Derrick Bell was a radical, Derrick Bell was the Jeremiah Wright of academia. He had some crazy views. In fact, just two months before this speech was given, Derrick Bell gave a controversial speech in Chicago where he said that America remains a racist country and the civil rights movement essentially was a shame because white supremacy remains the system and we've got to transform that system radically in order to get rid of racism.
What does "the Jeremiah Wright of academia" mean? Well, it's a good line. But when Wright emerged -- it was ABC News, remember, that put out video of his sermons -- there was already a passel of material ready to prove that he was a radical who hated America. The BigGov launch, in the classic Breitbartian style, didn't include any direct hits on Bell. The implication: It's coming. By praising Bell in one context, Obama was tacitly endorsing everything Bell had said! "It's a clean hit," explained BigGov's Ben Shapiro in the same Hannity interview.
Is it? Hannity himself turned the conversation from Bell-Obama to the media -- and that's really the point of the story.

## [YOUR TASK]
Resume the passage about Derrick Bell and the coverage of Obama's praise for him, starting after its final sentence.

## [EXTRACTED DATA]
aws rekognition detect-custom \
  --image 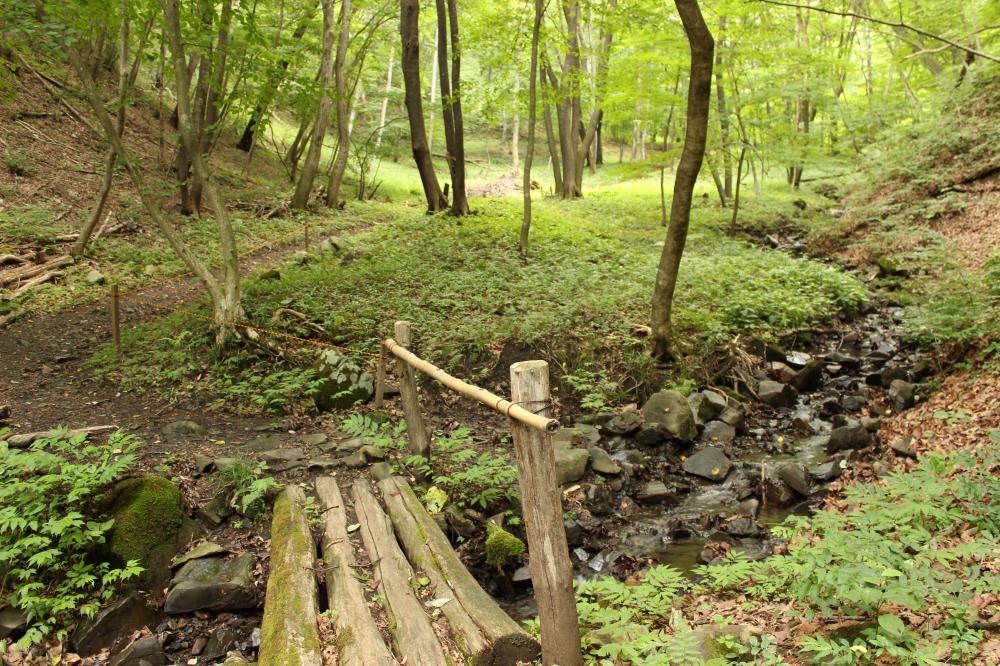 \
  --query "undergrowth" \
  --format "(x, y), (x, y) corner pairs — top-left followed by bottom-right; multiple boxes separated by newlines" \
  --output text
(0, 430), (142, 652)
(564, 432), (1000, 666)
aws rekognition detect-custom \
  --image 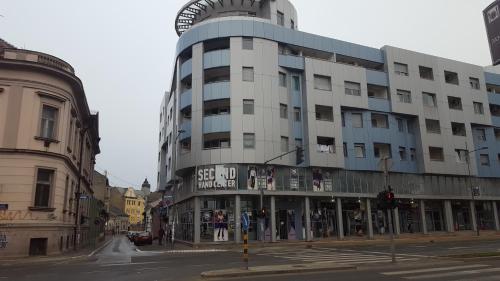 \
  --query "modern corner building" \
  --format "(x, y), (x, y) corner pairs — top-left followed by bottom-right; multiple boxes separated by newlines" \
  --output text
(158, 0), (500, 244)
(0, 39), (100, 256)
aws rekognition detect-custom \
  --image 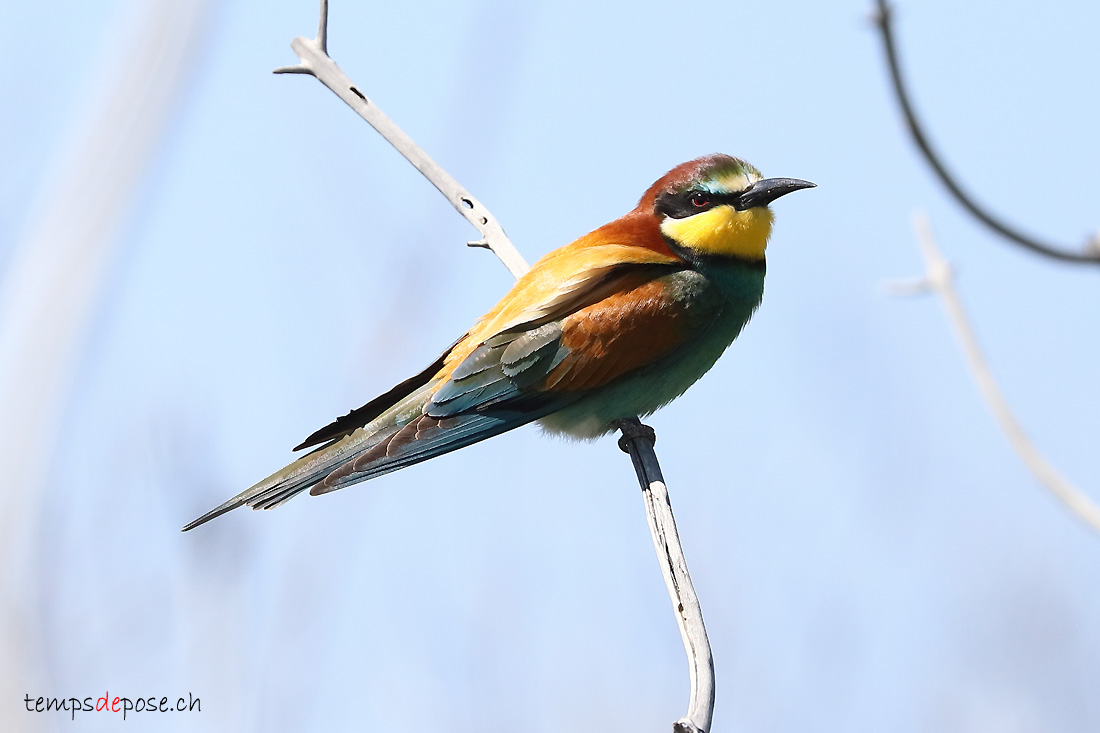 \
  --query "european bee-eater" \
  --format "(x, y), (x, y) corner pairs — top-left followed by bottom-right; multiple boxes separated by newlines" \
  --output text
(184, 155), (814, 532)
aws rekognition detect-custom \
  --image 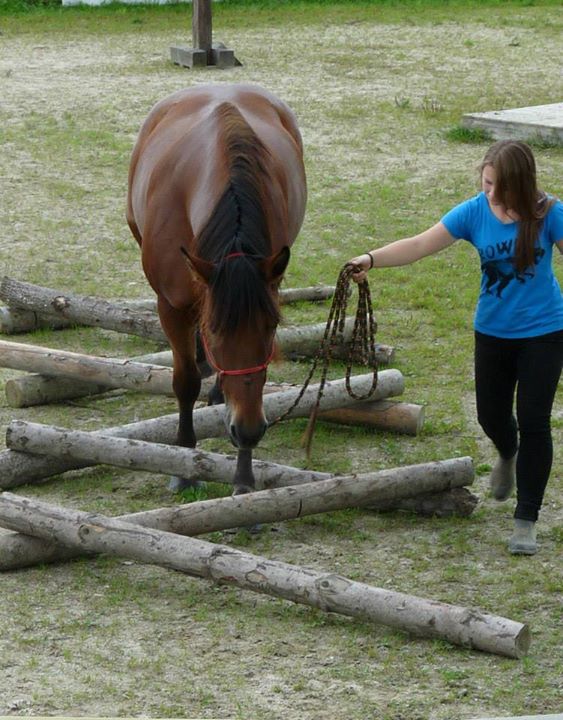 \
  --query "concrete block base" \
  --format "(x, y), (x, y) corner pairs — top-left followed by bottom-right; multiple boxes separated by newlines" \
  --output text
(170, 43), (242, 70)
(461, 103), (563, 145)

## [ANSWER]
This wouldn't be a smoking gun, but it would do two things, it would be another brick in the foundation that I think proves a point I tried to make in 2007 and `08 that this candidate is far more radical, now president, as evidenced by the way he's governed, that he's far more radical than he let on, number one. Number two, the media never did its job. The media -- if George Stephanopoulos was on my radio show, the day before he asked one question about Bill Ayers. He started his campaign in his house, gave speeches set on board with the -- so, the real issue here is the media's culpability, they're look into every nuance of every republican, every word that Rick Santorum, Newt Gingrich, and Mitt Romney have ever said. But they won't do this to Obama.
It has to be a media story, because the media didn't find Obama's connection to Bell to be controversial. He was interviewed about Obama in 2008, so the "connection" was out there. Even this video was out there, because Frontline used a clip of it in its pre-election documentary. The media gatekeepers just didn't find Bell controversial. In comes the Breitbartverse: It's not the media's job to tell us what's important and unimportant about Obama.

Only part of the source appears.